## Text passage
*-*-*
Exceptionally Strong Growth of US Bank Deposits

posted by Tim Congdon on April 6, 2020 - 12:00am

We have another week of data on the US commercial banks’ assets and liabilities. Deposits rose by 2.6% in the week to 25th March, after a (revised) increase of 2.2% in the previous week. The increase in the fortnight to 25th March may have been the highest ever in such a short period of time. The implied annualised rate of increase was not much less than 250%.
In the attached note I discuss the macro background and prospect for money growth in the rest of 2020. April will see record Treasury bill issuance in the USA, with a very high proportion of the bills being taken up by the banking system (i.e., the Fed as well as the commercial banks). Because of the way that the American statisticians prepare monthly money data (with an average of weekly dates), it seems plausible to me that broad money/bank deposits will rise in April by 4% - 5%. (To clarify, this is a rise in one month. It is not the annual rate applicable to the month of April 2020.) I reiterate my view that 2020 may see the highest increase in the broadly-defined quantity of money in the USA in peacetime, and more generally, the policy response to the coronavirus pandemic will be followed by an inflationary boom.
*-*-*
[Point location data]
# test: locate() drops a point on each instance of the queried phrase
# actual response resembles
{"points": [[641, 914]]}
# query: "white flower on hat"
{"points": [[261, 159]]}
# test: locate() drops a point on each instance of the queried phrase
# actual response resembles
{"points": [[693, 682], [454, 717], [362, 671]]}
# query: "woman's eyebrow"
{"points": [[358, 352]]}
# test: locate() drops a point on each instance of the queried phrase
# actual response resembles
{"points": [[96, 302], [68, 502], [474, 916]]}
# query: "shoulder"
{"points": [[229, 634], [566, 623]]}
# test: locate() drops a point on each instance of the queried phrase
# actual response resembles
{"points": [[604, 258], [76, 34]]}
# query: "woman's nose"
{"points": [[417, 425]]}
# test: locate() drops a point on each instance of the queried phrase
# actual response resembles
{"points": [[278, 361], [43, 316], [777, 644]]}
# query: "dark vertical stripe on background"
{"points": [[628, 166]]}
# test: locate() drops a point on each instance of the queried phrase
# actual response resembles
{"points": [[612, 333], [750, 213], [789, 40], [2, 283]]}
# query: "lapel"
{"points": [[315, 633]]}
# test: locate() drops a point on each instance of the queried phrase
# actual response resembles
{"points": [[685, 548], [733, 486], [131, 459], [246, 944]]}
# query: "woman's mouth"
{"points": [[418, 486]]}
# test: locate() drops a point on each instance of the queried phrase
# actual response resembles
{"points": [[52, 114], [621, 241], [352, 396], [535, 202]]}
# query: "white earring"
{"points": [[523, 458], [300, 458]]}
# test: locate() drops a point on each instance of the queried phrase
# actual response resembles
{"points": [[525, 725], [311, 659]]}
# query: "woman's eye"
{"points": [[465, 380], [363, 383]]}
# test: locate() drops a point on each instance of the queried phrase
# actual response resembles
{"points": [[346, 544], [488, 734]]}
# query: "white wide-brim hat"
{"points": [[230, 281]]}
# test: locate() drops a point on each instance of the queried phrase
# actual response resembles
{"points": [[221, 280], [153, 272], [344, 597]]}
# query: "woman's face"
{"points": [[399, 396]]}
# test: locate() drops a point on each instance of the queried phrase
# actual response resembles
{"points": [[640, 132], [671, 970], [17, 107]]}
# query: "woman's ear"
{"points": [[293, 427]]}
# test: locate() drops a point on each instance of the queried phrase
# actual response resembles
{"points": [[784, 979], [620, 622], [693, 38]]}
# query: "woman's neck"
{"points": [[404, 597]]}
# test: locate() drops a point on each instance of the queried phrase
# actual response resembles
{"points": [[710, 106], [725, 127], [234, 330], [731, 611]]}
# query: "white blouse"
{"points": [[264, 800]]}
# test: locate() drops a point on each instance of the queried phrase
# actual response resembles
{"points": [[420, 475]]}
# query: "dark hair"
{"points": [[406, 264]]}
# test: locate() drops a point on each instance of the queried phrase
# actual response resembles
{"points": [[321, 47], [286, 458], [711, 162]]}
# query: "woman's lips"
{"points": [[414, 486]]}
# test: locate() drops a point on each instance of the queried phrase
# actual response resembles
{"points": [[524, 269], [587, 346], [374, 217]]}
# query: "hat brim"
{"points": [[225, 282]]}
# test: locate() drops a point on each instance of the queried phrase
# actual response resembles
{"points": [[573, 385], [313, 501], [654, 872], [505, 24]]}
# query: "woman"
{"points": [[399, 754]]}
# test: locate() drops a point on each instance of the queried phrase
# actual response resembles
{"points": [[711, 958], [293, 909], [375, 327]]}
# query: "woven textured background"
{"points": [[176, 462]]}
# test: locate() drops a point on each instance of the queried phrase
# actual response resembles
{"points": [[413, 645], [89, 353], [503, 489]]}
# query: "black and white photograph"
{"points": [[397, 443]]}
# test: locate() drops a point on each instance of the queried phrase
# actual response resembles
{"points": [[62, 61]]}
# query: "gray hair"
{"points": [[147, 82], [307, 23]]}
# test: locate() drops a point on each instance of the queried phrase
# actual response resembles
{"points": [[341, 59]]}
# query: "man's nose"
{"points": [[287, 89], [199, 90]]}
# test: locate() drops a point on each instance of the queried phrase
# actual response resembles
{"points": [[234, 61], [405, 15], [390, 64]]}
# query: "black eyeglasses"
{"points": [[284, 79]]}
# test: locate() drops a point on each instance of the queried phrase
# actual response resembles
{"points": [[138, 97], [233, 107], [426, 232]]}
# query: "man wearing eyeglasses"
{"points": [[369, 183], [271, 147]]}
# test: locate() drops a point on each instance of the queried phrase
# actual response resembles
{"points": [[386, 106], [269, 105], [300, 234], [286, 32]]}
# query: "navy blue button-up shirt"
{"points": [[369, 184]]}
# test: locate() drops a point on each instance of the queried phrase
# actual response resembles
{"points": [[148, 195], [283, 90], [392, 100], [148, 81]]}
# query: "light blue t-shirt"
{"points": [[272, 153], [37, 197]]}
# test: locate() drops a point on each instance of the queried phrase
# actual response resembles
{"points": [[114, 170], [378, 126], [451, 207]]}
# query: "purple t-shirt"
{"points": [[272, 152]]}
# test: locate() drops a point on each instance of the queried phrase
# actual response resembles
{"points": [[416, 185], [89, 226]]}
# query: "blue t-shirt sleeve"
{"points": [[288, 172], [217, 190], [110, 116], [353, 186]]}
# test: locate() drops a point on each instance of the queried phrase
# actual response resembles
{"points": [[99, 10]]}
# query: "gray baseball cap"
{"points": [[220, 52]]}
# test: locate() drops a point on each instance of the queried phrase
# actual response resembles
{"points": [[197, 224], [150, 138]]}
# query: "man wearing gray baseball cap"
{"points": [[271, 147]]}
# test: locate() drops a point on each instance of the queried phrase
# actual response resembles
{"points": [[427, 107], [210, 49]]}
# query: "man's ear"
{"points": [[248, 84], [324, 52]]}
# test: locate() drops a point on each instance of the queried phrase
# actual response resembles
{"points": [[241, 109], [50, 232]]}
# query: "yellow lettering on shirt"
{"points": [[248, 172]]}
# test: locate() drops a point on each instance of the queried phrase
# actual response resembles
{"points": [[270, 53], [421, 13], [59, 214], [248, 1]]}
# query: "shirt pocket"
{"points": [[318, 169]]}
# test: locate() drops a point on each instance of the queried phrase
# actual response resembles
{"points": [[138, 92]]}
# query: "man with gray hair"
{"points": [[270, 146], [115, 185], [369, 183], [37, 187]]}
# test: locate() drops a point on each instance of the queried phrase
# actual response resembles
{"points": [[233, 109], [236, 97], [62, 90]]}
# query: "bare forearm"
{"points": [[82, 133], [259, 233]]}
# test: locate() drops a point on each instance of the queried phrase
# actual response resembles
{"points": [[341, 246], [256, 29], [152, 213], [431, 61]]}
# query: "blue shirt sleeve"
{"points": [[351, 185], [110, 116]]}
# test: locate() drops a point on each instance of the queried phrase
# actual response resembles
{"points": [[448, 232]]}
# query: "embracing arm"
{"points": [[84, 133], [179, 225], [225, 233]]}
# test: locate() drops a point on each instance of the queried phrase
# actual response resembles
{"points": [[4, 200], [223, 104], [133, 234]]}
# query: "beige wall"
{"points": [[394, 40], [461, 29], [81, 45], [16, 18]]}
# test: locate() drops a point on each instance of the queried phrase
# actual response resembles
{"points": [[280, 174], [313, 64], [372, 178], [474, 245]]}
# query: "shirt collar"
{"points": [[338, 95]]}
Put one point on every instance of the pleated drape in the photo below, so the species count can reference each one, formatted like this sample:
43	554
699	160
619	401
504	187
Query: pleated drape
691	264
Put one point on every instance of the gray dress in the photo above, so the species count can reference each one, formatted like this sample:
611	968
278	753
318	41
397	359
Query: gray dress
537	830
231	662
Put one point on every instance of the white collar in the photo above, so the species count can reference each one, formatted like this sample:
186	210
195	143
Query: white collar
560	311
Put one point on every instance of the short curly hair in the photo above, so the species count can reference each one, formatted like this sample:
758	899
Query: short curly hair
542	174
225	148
*-*-*
## Work instructions
A – Print the section of the post on US bank deposits starting with "posted by Tim" and going on through "less than 250%.".
B – Does the post on US bank deposits agree with each of these statements? (i) Deposits rose by 2.6% in the week to 25th March. (ii) The implied annualised rate of increase was above 300%. (iii) The expected April rise of 4% - 5% is an annual rate. Answer yes or no for each, and quote the words of the post that decide it.
C – Can you pick up the post on US bank deposits after its final sentence and continue it?

## Task-by-task results
A –
posted by Tim Congdon on April 6, 2020 - 12:00am

We have another week of data on the US commercial banks’ assets and liabilities. Deposits rose by 2.6% in the week to 25th March, after a (revised) increase of 2.2% in the previous week. The increase in the fortnight to 25th March may have been the highest ever in such a short period of time. The implied annualised rate of increase was not much less than 250%.

B –
(i) Yes: "Deposits rose by 2.6% in the week to 25th March"
(ii) No: "The implied annualised rate of increase was not much less than 250%."
(iii) No: "To clarify, this is a rise in one month. It is not the annual rate applicable to the month of April 2020."

C –
Let me emphasize that this is not necessarily a criticism of policy-makers, although I do wonder if they understand what they are doing. Politicians have given priority to lives over livelihoods, which is to be expected in a democracy. Once that had been done, I don’t think central bankers, public debt managers and financial regulators had much choice. They couldn’t obstruct governments determined to save lives.

I am sometimes criticised for taking a too mechanical view of the relationship between changes in the quantity of money and changes in nominal GDP. My critics say that the velocity of circulation of money “goes all over the place”, or something of the sort. Above is a histogram of changes in the velocity of circulation of M3 in the USA going back to 1959. The series does not rule out the possibility that it is normally distributed, according to the Kolgomorov-Smirnoff test. Large changes in velocity do occur, but they are unusual; they tend to be ironed out over the medium term. (The middle quarters of 2020 will of course see a collapse in velocity, but next year and 2022 will see it return towards the 2019 level.) I leave the reader to make up his or her mind about whether we should be concerned, for the world’s largest economy, about the possible inflationary sequel to an annual money growth rate in the 15% - 20% band.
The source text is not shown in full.